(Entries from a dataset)
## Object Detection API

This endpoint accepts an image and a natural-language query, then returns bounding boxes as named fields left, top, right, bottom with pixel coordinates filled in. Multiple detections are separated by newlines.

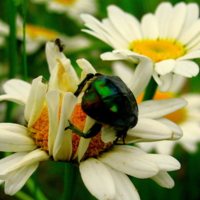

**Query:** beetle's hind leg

left=65, top=122, right=102, bottom=138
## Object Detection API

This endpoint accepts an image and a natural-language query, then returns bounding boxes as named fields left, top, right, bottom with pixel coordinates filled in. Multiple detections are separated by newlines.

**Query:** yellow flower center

left=26, top=24, right=58, bottom=40
left=54, top=0, right=76, bottom=5
left=130, top=39, right=186, bottom=63
left=29, top=104, right=112, bottom=159
left=137, top=91, right=187, bottom=124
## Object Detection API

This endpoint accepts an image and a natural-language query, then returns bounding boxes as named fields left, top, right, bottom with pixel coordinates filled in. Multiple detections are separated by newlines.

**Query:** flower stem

left=5, top=0, right=17, bottom=122
left=62, top=163, right=79, bottom=200
left=22, top=0, right=28, bottom=81
left=143, top=77, right=157, bottom=101
left=26, top=178, right=47, bottom=200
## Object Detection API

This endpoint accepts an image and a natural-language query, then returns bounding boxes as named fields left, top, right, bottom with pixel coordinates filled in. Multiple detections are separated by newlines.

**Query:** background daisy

left=81, top=2, right=200, bottom=92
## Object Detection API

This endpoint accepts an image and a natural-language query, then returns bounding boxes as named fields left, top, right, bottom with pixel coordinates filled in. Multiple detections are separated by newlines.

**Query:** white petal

left=0, top=129, right=37, bottom=152
left=0, top=149, right=49, bottom=176
left=45, top=41, right=65, bottom=73
left=108, top=5, right=139, bottom=42
left=138, top=98, right=187, bottom=118
left=155, top=59, right=175, bottom=75
left=158, top=73, right=173, bottom=92
left=98, top=151, right=159, bottom=178
left=179, top=19, right=200, bottom=44
left=0, top=152, right=29, bottom=174
left=24, top=76, right=47, bottom=127
left=173, top=61, right=199, bottom=77
left=178, top=3, right=199, bottom=33
left=112, top=61, right=134, bottom=84
left=76, top=58, right=96, bottom=81
left=128, top=58, right=153, bottom=98
left=127, top=118, right=173, bottom=140
left=5, top=162, right=39, bottom=195
left=80, top=158, right=116, bottom=200
left=0, top=79, right=31, bottom=104
left=151, top=172, right=174, bottom=188
left=141, top=14, right=159, bottom=40
left=53, top=92, right=77, bottom=161
left=177, top=50, right=200, bottom=61
left=100, top=52, right=132, bottom=60
left=155, top=2, right=172, bottom=38
left=77, top=116, right=96, bottom=162
left=137, top=154, right=181, bottom=171
left=157, top=118, right=183, bottom=140
left=168, top=2, right=186, bottom=39
left=169, top=74, right=187, bottom=93
left=106, top=166, right=140, bottom=200
left=46, top=90, right=60, bottom=156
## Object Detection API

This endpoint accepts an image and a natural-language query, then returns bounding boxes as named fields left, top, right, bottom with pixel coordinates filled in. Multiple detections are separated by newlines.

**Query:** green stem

left=143, top=77, right=157, bottom=101
left=62, top=163, right=79, bottom=200
left=5, top=0, right=17, bottom=122
left=26, top=178, right=48, bottom=200
left=22, top=0, right=28, bottom=81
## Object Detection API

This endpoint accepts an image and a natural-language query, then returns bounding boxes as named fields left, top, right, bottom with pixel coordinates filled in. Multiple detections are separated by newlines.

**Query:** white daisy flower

left=0, top=15, right=91, bottom=54
left=113, top=61, right=200, bottom=155
left=0, top=42, right=186, bottom=200
left=81, top=2, right=200, bottom=92
left=32, top=0, right=97, bottom=22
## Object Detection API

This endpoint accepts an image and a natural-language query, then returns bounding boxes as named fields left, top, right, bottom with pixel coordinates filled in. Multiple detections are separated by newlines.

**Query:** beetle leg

left=65, top=122, right=102, bottom=138
left=74, top=73, right=94, bottom=97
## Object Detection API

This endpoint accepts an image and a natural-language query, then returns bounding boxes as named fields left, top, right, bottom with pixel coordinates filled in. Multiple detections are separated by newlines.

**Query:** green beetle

left=65, top=73, right=138, bottom=141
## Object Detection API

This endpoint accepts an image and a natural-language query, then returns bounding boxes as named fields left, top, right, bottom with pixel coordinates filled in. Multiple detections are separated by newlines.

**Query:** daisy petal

left=80, top=158, right=115, bottom=200
left=98, top=151, right=159, bottom=178
left=168, top=2, right=186, bottom=38
left=137, top=154, right=181, bottom=171
left=155, top=2, right=172, bottom=38
left=155, top=59, right=175, bottom=75
left=76, top=58, right=96, bottom=81
left=127, top=118, right=172, bottom=140
left=0, top=129, right=37, bottom=152
left=173, top=60, right=199, bottom=77
left=128, top=59, right=153, bottom=98
left=177, top=50, right=200, bottom=61
left=158, top=73, right=173, bottom=92
left=157, top=118, right=183, bottom=140
left=46, top=90, right=59, bottom=155
left=3, top=79, right=31, bottom=104
left=5, top=162, right=39, bottom=195
left=106, top=166, right=140, bottom=200
left=45, top=41, right=66, bottom=73
left=151, top=172, right=174, bottom=188
left=138, top=98, right=187, bottom=118
left=53, top=92, right=77, bottom=161
left=0, top=149, right=49, bottom=176
left=141, top=14, right=159, bottom=39
left=24, top=76, right=47, bottom=127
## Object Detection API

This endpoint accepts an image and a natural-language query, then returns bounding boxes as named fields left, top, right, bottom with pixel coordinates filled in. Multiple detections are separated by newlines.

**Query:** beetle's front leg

left=65, top=123, right=102, bottom=138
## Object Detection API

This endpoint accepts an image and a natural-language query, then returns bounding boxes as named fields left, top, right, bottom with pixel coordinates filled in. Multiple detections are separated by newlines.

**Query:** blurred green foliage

left=0, top=0, right=200, bottom=200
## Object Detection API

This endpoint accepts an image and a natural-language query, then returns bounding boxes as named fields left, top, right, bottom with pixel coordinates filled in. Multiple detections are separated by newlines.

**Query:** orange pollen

left=29, top=104, right=112, bottom=159
left=137, top=91, right=187, bottom=124
left=54, top=0, right=76, bottom=5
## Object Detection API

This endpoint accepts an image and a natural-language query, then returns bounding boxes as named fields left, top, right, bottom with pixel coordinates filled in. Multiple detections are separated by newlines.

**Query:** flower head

left=81, top=2, right=200, bottom=92
left=32, top=0, right=97, bottom=22
left=0, top=15, right=90, bottom=54
left=0, top=42, right=186, bottom=200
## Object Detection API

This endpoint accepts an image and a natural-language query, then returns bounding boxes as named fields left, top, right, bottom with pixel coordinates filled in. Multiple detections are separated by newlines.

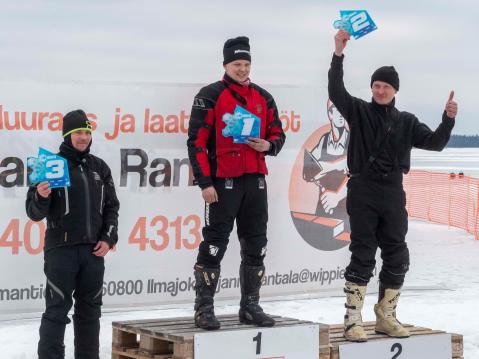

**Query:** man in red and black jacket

left=187, top=37, right=285, bottom=330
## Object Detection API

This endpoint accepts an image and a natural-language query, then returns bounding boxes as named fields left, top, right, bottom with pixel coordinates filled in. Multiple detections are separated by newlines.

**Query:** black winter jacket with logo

left=328, top=55, right=455, bottom=173
left=26, top=143, right=120, bottom=250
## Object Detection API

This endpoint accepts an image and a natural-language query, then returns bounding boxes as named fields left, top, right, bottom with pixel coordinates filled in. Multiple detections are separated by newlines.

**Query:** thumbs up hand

left=446, top=91, right=457, bottom=119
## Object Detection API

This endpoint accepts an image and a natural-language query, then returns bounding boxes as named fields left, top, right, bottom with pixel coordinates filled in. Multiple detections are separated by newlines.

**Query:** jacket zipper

left=100, top=185, right=105, bottom=214
left=79, top=165, right=92, bottom=240
left=63, top=187, right=70, bottom=216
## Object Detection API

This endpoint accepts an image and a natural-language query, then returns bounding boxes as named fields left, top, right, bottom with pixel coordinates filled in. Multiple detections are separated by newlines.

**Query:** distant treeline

left=447, top=135, right=479, bottom=147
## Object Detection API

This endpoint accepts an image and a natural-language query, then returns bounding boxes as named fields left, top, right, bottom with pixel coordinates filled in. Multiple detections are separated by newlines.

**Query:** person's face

left=223, top=60, right=251, bottom=82
left=71, top=131, right=91, bottom=152
left=371, top=81, right=397, bottom=105
left=328, top=105, right=344, bottom=128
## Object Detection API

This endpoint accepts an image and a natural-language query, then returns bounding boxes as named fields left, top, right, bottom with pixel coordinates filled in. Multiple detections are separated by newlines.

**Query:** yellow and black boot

left=195, top=264, right=220, bottom=330
left=374, top=287, right=410, bottom=338
left=344, top=282, right=368, bottom=342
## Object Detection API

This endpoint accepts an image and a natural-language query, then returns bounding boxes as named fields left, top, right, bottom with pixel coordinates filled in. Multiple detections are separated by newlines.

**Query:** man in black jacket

left=26, top=110, right=120, bottom=359
left=328, top=30, right=457, bottom=341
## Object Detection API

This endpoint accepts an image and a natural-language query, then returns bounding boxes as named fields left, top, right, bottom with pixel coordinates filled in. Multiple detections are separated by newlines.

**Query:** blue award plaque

left=334, top=10, right=377, bottom=40
left=221, top=105, right=261, bottom=143
left=27, top=147, right=70, bottom=188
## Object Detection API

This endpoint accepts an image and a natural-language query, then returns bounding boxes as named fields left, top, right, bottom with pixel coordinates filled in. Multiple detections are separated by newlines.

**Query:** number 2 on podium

left=253, top=332, right=261, bottom=354
left=391, top=343, right=402, bottom=359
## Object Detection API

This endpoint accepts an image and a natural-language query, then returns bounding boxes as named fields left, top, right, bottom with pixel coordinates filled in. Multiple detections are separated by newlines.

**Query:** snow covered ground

left=0, top=149, right=479, bottom=359
left=0, top=221, right=479, bottom=359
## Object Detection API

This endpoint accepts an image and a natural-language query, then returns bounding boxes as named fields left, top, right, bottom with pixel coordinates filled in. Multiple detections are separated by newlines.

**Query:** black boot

left=195, top=264, right=220, bottom=330
left=239, top=264, right=275, bottom=327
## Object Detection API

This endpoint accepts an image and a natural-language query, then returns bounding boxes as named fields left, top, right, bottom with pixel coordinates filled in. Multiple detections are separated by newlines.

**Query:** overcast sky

• **What is expected**
Pick out every line of the records that contains the word "black", treating uppercase and lowercase as different.

• **Full response**
**Query:** man in red and black jacket
**Query:** black winter jacket with logo
**Query:** yellow and black boot
**Query:** man in black jacket
**Query:** black boot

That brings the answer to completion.